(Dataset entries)
....

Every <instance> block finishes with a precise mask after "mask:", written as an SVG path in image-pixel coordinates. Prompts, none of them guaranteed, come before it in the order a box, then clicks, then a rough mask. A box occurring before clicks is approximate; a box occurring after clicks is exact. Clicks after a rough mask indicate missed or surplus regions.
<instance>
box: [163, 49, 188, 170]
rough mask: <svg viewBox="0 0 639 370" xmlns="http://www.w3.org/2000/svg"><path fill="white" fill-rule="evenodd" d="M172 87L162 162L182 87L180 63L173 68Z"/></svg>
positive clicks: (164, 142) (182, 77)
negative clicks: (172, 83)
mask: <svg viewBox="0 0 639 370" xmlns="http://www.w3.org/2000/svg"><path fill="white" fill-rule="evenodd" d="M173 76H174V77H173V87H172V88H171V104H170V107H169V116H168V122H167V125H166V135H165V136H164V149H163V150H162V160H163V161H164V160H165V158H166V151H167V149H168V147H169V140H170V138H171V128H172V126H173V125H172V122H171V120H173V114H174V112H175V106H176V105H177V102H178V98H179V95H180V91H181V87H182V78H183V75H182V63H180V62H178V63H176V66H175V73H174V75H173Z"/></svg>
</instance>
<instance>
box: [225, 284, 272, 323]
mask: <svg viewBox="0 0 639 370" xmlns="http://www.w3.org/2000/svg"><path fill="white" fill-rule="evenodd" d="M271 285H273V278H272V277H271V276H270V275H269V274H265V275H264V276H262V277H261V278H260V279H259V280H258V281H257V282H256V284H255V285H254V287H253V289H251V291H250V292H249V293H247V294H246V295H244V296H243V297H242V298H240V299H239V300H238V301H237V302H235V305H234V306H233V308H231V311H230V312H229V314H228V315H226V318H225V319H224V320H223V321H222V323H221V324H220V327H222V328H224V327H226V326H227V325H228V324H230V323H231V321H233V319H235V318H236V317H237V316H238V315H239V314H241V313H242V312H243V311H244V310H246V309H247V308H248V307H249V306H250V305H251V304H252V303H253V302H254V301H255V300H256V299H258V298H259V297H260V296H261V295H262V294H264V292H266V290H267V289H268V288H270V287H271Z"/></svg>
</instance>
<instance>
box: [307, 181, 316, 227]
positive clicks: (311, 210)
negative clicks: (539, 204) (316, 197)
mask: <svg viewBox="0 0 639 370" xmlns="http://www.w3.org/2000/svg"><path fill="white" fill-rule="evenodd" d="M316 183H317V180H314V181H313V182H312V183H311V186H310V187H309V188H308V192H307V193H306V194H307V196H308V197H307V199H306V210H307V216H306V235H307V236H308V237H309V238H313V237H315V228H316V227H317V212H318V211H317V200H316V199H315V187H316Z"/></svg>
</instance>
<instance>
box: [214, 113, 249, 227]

....

What you should do:
Rename "rough mask" to "coarse mask" throughout all the entries above and reproduce them with nothing else altered.

Answer space:
Every <instance> block finishes with a precise mask after "mask:", written as an SVG path in image-pixel coordinates. Prompts, none of them guaranteed, come before it in the order a box, then clicks, then a coarse mask. A box occurring before clicks is approximate; a box occurring after clicks is exact. Clicks after a coarse mask indicate missed or surplus regions.
<instance>
box: [163, 49, 188, 170]
coarse mask: <svg viewBox="0 0 639 370" xmlns="http://www.w3.org/2000/svg"><path fill="white" fill-rule="evenodd" d="M172 87L162 162L182 87L180 63L173 68Z"/></svg>
positive clicks: (164, 142) (182, 77)
negative clicks: (172, 83)
mask: <svg viewBox="0 0 639 370" xmlns="http://www.w3.org/2000/svg"><path fill="white" fill-rule="evenodd" d="M173 76H174V77H173V87H172V88H171V104H170V107H169V116H168V122H167V125H166V135H165V136H164V149H163V150H162V160H163V161H164V160H165V158H166V151H167V149H168V147H169V140H170V138H171V128H172V126H173V125H172V122H171V120H173V114H174V112H175V106H176V105H177V102H178V98H179V95H180V91H181V87H182V78H183V75H182V63H180V62H178V63H176V66H175V73H174V75H173Z"/></svg>
</instance>
<instance>
box: [225, 284, 272, 323]
mask: <svg viewBox="0 0 639 370" xmlns="http://www.w3.org/2000/svg"><path fill="white" fill-rule="evenodd" d="M271 285H273V278H272V277H271V276H270V275H269V274H265V275H264V276H262V277H261V278H260V279H259V280H258V281H257V282H256V284H255V285H254V287H253V289H251V291H250V292H249V293H247V294H246V295H244V296H243V297H242V298H240V299H239V300H238V301H237V302H235V305H234V306H233V308H231V311H230V312H229V314H228V315H226V318H225V319H224V320H223V321H222V323H221V324H220V327H222V328H224V327H226V326H227V325H228V324H230V323H231V321H233V319H235V318H236V317H237V316H238V315H239V314H241V313H242V312H243V311H244V310H246V309H247V308H248V307H249V306H250V305H251V304H252V303H253V302H254V301H255V300H256V299H258V298H259V297H260V296H261V295H262V294H264V292H266V290H267V289H268V288H270V287H271Z"/></svg>
</instance>
<instance>
box: [307, 181, 316, 227]
positive clicks: (311, 210)
negative clicks: (539, 204) (316, 197)
mask: <svg viewBox="0 0 639 370" xmlns="http://www.w3.org/2000/svg"><path fill="white" fill-rule="evenodd" d="M316 183H317V180H314V181H313V182H312V183H311V186H310V187H309V188H308V192H307V193H306V194H307V196H308V197H307V199H306V210H307V216H306V235H307V236H308V237H309V238H313V237H315V228H316V227H317V212H318V211H317V200H316V199H315V187H316Z"/></svg>
</instance>
<instance>
box: [214, 113, 249, 227]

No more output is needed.